Please return every line of the records below that contains the word "flock".

Supplied data Start Marker

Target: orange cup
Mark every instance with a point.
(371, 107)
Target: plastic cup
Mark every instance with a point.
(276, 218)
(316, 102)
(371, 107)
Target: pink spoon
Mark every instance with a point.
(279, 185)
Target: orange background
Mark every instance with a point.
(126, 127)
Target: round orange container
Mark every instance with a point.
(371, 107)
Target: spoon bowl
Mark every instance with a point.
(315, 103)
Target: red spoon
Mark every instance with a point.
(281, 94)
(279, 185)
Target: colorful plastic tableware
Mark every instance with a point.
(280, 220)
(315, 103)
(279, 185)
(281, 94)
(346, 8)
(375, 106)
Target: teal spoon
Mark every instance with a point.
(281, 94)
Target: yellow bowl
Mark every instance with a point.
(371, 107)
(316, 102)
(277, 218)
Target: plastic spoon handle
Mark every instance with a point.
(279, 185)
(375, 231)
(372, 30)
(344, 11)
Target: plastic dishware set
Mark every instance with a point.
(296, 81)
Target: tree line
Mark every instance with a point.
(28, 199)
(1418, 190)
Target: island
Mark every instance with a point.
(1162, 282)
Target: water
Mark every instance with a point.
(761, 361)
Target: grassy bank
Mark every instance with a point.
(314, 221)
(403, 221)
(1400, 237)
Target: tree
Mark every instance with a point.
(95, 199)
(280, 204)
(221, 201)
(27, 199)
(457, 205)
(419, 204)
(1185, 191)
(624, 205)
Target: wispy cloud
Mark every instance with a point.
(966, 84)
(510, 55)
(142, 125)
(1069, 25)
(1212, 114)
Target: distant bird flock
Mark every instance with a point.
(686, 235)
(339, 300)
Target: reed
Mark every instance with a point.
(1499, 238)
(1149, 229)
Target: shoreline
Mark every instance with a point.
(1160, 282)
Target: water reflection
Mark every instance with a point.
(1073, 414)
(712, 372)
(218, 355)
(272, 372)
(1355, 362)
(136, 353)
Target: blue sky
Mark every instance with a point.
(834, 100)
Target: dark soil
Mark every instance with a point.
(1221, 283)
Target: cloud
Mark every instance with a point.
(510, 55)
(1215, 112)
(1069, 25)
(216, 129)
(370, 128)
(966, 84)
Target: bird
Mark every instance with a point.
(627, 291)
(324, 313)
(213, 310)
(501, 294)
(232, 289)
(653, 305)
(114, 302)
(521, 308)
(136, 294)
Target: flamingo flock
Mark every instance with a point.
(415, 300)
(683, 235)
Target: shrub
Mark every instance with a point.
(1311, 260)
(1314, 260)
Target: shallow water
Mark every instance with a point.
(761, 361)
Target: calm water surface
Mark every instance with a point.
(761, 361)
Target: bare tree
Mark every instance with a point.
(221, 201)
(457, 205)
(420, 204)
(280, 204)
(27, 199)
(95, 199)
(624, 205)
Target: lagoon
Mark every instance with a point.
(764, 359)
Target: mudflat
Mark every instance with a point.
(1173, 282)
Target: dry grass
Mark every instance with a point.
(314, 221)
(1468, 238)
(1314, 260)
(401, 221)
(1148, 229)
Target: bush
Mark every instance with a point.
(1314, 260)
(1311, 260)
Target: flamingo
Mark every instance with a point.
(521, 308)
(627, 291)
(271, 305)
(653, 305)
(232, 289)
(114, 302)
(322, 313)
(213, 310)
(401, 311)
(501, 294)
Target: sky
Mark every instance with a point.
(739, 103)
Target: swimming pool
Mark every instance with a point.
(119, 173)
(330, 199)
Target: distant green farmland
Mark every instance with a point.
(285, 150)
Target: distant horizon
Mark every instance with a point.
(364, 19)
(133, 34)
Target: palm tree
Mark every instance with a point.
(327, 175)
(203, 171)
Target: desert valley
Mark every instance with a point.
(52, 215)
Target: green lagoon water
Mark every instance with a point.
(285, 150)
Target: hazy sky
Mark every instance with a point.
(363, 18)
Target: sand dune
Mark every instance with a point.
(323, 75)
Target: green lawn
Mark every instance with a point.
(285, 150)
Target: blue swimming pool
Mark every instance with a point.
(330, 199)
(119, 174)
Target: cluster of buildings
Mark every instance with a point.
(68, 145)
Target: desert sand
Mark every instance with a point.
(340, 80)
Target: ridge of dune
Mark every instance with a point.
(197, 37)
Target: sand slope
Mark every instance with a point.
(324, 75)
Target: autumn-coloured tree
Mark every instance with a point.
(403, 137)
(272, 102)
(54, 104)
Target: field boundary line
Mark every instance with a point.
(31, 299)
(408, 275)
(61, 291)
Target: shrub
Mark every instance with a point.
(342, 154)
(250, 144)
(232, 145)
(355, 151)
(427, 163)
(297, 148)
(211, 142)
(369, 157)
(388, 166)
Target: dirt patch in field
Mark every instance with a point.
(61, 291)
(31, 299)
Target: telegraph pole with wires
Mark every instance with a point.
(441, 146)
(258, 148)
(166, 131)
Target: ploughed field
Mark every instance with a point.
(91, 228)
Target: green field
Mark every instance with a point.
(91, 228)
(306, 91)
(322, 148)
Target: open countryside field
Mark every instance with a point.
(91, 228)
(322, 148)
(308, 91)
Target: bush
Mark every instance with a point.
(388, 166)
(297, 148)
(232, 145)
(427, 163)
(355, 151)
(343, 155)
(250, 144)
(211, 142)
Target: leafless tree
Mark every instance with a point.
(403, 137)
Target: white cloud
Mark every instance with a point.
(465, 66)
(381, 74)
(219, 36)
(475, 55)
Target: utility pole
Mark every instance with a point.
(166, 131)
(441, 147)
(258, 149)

Supplied data End Marker

**Exercise response:**
Target: distant bird flock
Target: flamingo flock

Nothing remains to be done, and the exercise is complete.